*** RECORDED INFORMATION ***
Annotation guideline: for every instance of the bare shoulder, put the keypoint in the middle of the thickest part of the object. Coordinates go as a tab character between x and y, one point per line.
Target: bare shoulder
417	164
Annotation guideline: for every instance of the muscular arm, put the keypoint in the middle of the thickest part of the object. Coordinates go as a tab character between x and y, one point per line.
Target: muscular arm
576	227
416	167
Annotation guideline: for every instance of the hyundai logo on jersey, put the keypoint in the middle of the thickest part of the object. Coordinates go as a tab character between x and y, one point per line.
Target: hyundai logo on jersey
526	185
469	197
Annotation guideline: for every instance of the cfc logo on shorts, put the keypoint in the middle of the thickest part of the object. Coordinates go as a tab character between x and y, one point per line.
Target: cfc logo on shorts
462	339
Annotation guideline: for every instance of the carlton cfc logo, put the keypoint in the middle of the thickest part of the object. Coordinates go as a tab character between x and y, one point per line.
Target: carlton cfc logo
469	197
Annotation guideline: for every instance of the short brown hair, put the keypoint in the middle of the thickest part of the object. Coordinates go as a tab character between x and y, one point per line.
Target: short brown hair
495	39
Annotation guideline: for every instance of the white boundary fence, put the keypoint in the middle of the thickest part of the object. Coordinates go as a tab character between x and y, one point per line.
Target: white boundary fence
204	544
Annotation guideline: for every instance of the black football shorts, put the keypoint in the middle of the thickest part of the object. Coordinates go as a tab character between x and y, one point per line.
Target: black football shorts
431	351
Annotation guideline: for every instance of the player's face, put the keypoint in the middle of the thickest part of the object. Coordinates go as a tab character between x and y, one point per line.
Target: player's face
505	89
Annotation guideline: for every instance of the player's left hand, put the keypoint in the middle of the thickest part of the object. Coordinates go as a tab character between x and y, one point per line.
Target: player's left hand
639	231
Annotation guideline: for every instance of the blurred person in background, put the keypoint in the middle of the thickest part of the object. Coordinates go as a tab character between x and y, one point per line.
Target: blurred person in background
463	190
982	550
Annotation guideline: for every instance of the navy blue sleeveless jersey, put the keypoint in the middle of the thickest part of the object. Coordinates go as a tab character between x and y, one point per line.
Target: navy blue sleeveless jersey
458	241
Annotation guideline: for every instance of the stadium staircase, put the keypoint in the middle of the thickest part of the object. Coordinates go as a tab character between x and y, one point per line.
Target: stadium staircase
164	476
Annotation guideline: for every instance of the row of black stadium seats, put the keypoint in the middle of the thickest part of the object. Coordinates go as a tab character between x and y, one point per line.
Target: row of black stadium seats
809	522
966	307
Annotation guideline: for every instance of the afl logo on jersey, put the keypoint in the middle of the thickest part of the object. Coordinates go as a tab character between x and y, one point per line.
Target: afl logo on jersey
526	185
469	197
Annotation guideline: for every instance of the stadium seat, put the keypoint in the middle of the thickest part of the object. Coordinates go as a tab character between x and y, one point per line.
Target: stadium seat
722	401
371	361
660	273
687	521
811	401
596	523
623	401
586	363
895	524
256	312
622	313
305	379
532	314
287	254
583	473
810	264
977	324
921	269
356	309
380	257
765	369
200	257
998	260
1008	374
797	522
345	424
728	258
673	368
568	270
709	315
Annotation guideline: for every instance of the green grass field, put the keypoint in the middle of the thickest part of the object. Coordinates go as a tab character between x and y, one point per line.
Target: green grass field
***
* ASSIGNED TASK *
Go through the entries and copy each line holding the string "grass".

* EXERCISE ANSWER *
Annotation guideline: for every instance of the green grass field, put the keypoint in the middle of the thickest part of the object. Coordinates go as a tab character between x and y, one point per line.
Target: green grass field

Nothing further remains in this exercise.